- **PARTS OF THE EXERCISE**
- 1) Echo back the passage on AI in risk work between "That means validating" and "should be escalated.", inclusive.
- 2) Duplicate the records from their first line through the line holding "[1128,416,1266,671]", inclusive.

AI does not understand organisational politics the way a person does. It does not know which executive is quietly worried about a project. It does not know which control works on paper but fails every second Friday because the only person who knows the process is on leave. It does not know what the board is really trying to get comfortable with.
AI can help identify patterns. It can draft language. It can challenge consistency. It can translate messy inputs into structured outputs.
But the human risk professional must decide what matters.
That means validating the evidence, checking context, testing ratings, challenging assumptions, considering ethics, applying judgement and deciding what should be escalated.
So while AI is a great support to the model. The risk manager is still critical to the model.
The guardrails matter
There is a right way and a wrong way to use AI in risk work.
Do not paste confidential information, personal information, sensitive board papers or commercially sensitive material into public AI tools unless you have permission and the platform is approved for that use.
If you organisation doesn’t have a defined AI Governance Policy in place yet - check out the article AI Governance for Small and Medium Businesses and Not-for-Profits. There is a link to download the actual AI Governance Policy template we use with our clients.
Most importantly, make sure there is a human review point before anything becomes part of a formal risk register, report or board paper.
Good AI use requires good inputs.
A vague prompt and poor source material will produce a vague answer. Clear context, quality documents, a structured prompt and disciplined review will produce something much more useful. In the case of the StartRisk platform, we build your specific risk framework and ley organisational context into the AI recommendations as essential context. This significantly improves the quality and relevance of recommendations.

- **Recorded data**
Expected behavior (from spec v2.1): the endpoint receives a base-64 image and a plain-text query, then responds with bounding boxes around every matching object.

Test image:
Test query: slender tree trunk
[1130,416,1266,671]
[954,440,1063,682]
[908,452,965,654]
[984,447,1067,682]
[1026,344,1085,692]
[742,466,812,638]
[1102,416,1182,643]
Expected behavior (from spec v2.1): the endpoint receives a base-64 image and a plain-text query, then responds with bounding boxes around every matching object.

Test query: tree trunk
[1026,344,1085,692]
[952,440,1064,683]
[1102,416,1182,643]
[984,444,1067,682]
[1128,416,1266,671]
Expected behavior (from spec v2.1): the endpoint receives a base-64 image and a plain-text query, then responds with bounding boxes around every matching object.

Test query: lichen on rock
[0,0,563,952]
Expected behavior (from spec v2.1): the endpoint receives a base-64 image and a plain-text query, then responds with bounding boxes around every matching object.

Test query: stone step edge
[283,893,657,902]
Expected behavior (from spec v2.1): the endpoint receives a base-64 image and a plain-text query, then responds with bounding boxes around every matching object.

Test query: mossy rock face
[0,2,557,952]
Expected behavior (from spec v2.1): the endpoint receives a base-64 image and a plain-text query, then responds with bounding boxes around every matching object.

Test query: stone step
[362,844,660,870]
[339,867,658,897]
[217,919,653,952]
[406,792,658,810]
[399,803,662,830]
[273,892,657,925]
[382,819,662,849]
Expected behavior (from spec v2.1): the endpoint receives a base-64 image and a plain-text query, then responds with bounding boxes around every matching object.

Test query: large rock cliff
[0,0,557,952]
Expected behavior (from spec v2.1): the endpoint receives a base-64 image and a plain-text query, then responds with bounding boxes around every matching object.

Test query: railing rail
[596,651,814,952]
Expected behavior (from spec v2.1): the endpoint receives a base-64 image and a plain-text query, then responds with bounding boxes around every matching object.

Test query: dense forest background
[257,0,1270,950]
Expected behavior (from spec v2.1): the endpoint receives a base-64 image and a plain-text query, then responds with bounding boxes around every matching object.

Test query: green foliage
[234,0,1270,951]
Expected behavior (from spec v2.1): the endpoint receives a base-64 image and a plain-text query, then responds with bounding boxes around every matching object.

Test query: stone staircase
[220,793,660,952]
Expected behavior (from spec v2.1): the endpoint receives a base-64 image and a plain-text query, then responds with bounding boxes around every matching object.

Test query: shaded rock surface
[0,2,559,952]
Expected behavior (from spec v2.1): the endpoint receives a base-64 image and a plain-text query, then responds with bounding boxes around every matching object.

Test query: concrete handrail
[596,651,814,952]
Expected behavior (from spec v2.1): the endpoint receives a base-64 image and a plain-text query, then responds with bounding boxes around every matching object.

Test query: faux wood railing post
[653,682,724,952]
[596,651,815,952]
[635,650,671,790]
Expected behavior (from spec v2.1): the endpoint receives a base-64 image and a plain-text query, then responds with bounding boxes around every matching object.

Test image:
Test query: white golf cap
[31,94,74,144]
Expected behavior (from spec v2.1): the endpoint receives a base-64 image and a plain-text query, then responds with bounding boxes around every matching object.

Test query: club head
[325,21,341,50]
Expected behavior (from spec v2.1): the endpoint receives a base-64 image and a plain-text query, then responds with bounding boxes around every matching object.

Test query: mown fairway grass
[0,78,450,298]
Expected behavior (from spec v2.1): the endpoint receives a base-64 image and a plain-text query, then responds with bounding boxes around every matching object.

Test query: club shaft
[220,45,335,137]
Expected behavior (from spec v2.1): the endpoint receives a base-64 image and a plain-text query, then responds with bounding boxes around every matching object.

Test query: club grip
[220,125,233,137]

- **THE RESPONSES**
- 1)
That means validating the evidence, checking context, testing ratings, challenging assumptions, considering ethics, applying judgement and deciding what should be escalated.

- 2)
Expected behavior (from spec v2.1): the endpoint receives a base-64 image and a plain-text query, then responds with bounding boxes around every matching object.

Test image:
Test query: slender tree trunk
[1130,416,1266,671]
[954,440,1063,682]
[908,452,965,654]
[984,447,1067,682]
[1026,344,1085,692]
[742,466,812,638]
[1102,416,1182,643]
Expected behavior (from spec v2.1): the endpoint receives a base-64 image and a plain-text query, then responds with bounding boxes around every matching object.

Test query: tree trunk
[1026,344,1085,692]
[952,440,1064,683]
[1102,416,1182,643]
[984,444,1067,682]
[1128,416,1266,671]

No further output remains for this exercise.